→ **STUDY MATERIAL**
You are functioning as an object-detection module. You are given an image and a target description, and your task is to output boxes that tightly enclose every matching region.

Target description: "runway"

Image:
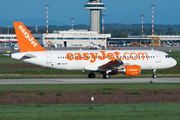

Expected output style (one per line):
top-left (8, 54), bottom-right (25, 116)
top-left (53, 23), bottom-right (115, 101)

top-left (0, 78), bottom-right (180, 84)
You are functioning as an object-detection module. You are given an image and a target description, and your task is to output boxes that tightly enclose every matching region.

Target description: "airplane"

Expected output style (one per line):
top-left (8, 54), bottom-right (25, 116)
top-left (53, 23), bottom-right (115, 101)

top-left (7, 22), bottom-right (177, 79)
top-left (88, 42), bottom-right (101, 49)
top-left (9, 40), bottom-right (19, 50)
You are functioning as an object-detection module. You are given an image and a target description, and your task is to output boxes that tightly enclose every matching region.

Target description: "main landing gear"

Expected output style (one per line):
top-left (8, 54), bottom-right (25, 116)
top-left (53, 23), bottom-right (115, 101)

top-left (88, 72), bottom-right (95, 78)
top-left (103, 74), bottom-right (110, 79)
top-left (88, 72), bottom-right (110, 79)
top-left (152, 69), bottom-right (157, 78)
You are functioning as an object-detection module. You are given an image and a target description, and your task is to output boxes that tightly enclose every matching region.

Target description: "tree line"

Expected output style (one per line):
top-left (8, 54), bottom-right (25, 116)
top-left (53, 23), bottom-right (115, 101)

top-left (105, 27), bottom-right (178, 38)
top-left (0, 23), bottom-right (179, 38)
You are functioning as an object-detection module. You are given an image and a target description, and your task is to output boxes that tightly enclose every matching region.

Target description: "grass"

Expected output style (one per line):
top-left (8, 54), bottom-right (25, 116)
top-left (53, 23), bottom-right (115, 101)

top-left (20, 93), bottom-right (36, 97)
top-left (38, 91), bottom-right (46, 95)
top-left (0, 104), bottom-right (180, 120)
top-left (0, 53), bottom-right (11, 59)
top-left (125, 91), bottom-right (142, 95)
top-left (0, 91), bottom-right (5, 96)
top-left (154, 90), bottom-right (158, 94)
top-left (0, 83), bottom-right (180, 91)
top-left (101, 91), bottom-right (114, 94)
top-left (56, 93), bottom-right (61, 96)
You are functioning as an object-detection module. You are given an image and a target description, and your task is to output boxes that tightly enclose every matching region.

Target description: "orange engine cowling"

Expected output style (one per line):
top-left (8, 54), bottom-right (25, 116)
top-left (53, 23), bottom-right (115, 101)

top-left (118, 65), bottom-right (141, 76)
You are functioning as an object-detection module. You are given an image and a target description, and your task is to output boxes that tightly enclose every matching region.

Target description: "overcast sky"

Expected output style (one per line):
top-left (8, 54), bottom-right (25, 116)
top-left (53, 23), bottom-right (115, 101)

top-left (0, 0), bottom-right (180, 27)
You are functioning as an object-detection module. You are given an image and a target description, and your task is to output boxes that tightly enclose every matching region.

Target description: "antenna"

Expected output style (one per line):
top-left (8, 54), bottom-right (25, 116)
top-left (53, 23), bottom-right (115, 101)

top-left (70, 18), bottom-right (74, 29)
top-left (45, 4), bottom-right (49, 47)
top-left (151, 4), bottom-right (155, 36)
top-left (101, 14), bottom-right (106, 42)
top-left (7, 23), bottom-right (9, 34)
top-left (36, 25), bottom-right (38, 33)
top-left (141, 14), bottom-right (145, 37)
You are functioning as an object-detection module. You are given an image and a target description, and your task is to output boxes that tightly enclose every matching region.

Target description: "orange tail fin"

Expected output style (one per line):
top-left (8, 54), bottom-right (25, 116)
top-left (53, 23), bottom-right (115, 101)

top-left (13, 22), bottom-right (47, 52)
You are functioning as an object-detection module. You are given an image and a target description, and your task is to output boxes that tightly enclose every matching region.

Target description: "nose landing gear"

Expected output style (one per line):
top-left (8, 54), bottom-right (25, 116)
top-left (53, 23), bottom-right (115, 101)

top-left (152, 69), bottom-right (157, 78)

→ **WHAT THE TASK ASKS**
Exactly as written, return each line above and leave the pictures behind.

→ **SOLUTION FOR THIS PROBLEM**
You are functioning as an object-detection module. You are given an image and a target description, and your task is to output boxes that tightly enclose every matching region.

Target description: "runway"

Image:

Expected output style (one per line):
top-left (8, 54), bottom-right (25, 116)
top-left (53, 23), bottom-right (115, 101)

top-left (0, 78), bottom-right (180, 84)
You are functioning as an object-detection module. You are given an image and a target description, and your task is to output boxes that tightly enclose every matching region.

Target description: "airplane"

Expected output style (one per line):
top-left (8, 54), bottom-right (25, 116)
top-left (53, 23), bottom-right (115, 101)

top-left (7, 22), bottom-right (177, 79)
top-left (88, 42), bottom-right (101, 49)
top-left (9, 40), bottom-right (19, 50)
You are functioning as an object-detection module. You are given an image and a target description, and your task is to output boxes that tightly enclose every matching region.

Target description: "main landing gear"

Expected output style (one per line):
top-left (8, 54), bottom-right (25, 116)
top-left (53, 23), bottom-right (115, 101)

top-left (88, 72), bottom-right (95, 78)
top-left (103, 74), bottom-right (110, 79)
top-left (88, 72), bottom-right (110, 79)
top-left (152, 69), bottom-right (157, 78)
You are functioning as an object-detection module. You are given an image and a target description, and your task is to output boxes that tightly enclose every matching region.

Target description: "tree line"

Expected output style (one per line):
top-left (8, 54), bottom-right (25, 116)
top-left (53, 23), bottom-right (115, 101)

top-left (105, 27), bottom-right (178, 38)
top-left (0, 23), bottom-right (179, 38)
You are functioning as an object-detection module. You are given an image and a target description, and your task is to output boxes that tightly enclose every matching region.

Target description: "grass"

Expected output style (one per line):
top-left (8, 54), bottom-right (25, 116)
top-left (53, 23), bottom-right (115, 101)

top-left (20, 93), bottom-right (36, 97)
top-left (38, 91), bottom-right (46, 95)
top-left (0, 104), bottom-right (180, 120)
top-left (0, 53), bottom-right (11, 59)
top-left (125, 91), bottom-right (142, 95)
top-left (0, 91), bottom-right (5, 96)
top-left (154, 90), bottom-right (158, 94)
top-left (0, 83), bottom-right (180, 91)
top-left (101, 91), bottom-right (114, 94)
top-left (56, 93), bottom-right (61, 96)
You are functioning as an object-detection module. You are given an image and a target description, and your task is to output boxes that tightly enclose every matching region.

Target description: "orange engine cowling"

Expected output style (one per line):
top-left (8, 54), bottom-right (25, 116)
top-left (53, 23), bottom-right (115, 101)

top-left (118, 65), bottom-right (141, 76)
You are functioning as an object-detection module. You are given an image and a target description, and your task is to output boxes that tightly enclose every matching region.

Target description: "overcast sky"

Expected output style (one per line):
top-left (8, 54), bottom-right (25, 116)
top-left (53, 23), bottom-right (115, 101)

top-left (0, 0), bottom-right (180, 27)
You are functioning as an object-detection module. You are given an image and a target description, and your task is to output boxes that tightly enclose every matching region.

Target description: "antenna"

Expected output style (one per line):
top-left (8, 54), bottom-right (25, 116)
top-left (53, 23), bottom-right (115, 101)

top-left (70, 18), bottom-right (74, 29)
top-left (45, 4), bottom-right (49, 47)
top-left (151, 4), bottom-right (155, 36)
top-left (101, 14), bottom-right (106, 42)
top-left (7, 23), bottom-right (9, 34)
top-left (36, 25), bottom-right (38, 33)
top-left (141, 14), bottom-right (145, 37)
You are functioning as an object-detection module. You are given an image and a target description, and your task is to output boxes that tightly enclose every matching region.

Target description: "orange tail fin"

Expected output style (one per line):
top-left (8, 54), bottom-right (25, 116)
top-left (53, 23), bottom-right (115, 101)

top-left (13, 22), bottom-right (47, 52)
You are functioning as an object-detection module. You are given an image and a target description, and your task is to output boxes that tightly enclose every matching region.

Target description: "nose landing gear"

Expected output style (one per line):
top-left (8, 54), bottom-right (25, 116)
top-left (53, 23), bottom-right (115, 101)

top-left (152, 69), bottom-right (157, 78)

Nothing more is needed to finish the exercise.